• DADOS FORNECIDOS:
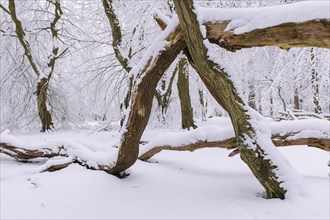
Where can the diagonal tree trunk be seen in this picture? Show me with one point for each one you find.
(141, 103)
(223, 90)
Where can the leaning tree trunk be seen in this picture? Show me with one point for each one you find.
(42, 86)
(223, 90)
(141, 103)
(187, 116)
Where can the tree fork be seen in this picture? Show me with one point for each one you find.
(223, 90)
(141, 102)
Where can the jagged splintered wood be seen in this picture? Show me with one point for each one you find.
(314, 33)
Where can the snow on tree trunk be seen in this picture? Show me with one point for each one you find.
(253, 140)
(147, 74)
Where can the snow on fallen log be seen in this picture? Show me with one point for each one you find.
(90, 155)
(63, 152)
(310, 132)
(242, 20)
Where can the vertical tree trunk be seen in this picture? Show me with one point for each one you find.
(42, 86)
(187, 116)
(223, 90)
(44, 114)
(203, 104)
(296, 99)
(141, 102)
(315, 83)
(252, 96)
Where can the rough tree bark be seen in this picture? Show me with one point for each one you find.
(315, 83)
(187, 116)
(223, 90)
(42, 85)
(315, 33)
(141, 102)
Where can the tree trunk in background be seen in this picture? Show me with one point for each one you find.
(252, 96)
(315, 83)
(281, 97)
(44, 114)
(187, 116)
(163, 97)
(223, 90)
(42, 86)
(203, 104)
(296, 99)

• ENUNCIADO: Multiplique por 0,45 cada coordenada dos pontos de resposta em todas as entradas acima e arredonde para o inteiro mais próximo, com meios para cima. Reescreva todas as linhas de texto com esses novos valores, sem alterar o restante e sem incluir as imagens.

• RESULTADO CORRETO:
Where can the diagonal tree trunk be seen in this picture? Show me with one point for each one you find.
(63, 46)
(100, 41)
Where can the leaning tree trunk be seen in this picture? Show me with one point for each one you find.
(19, 39)
(100, 41)
(63, 46)
(84, 52)
Where can the tree fork be seen in this picture? Show me with one point for each one you find.
(100, 41)
(63, 46)
Where can the jagged splintered wood be seen in this picture? Show me with one point for each one you find.
(141, 15)
Where can the snow on tree trunk be seen in this picture? Show me with one point for each one you find.
(114, 63)
(66, 33)
Where can the snow on fallen log be seen in this picture? Show me with one point for each one you find.
(41, 70)
(28, 68)
(140, 59)
(109, 9)
Where can the vertical tree trunk be seen in this picture? Show me with one point for each one you find.
(19, 39)
(84, 52)
(100, 41)
(20, 51)
(91, 47)
(133, 45)
(63, 46)
(142, 37)
(113, 43)
Where can the rough tree bark be seen in this picture? Show me with one point for each one you find.
(142, 37)
(84, 52)
(100, 41)
(19, 38)
(142, 15)
(63, 46)
Where can the tree trunk in background be seen in this picture? Show me with one point for each one you find.
(113, 43)
(142, 37)
(126, 44)
(20, 51)
(84, 52)
(73, 44)
(100, 41)
(19, 39)
(91, 47)
(133, 45)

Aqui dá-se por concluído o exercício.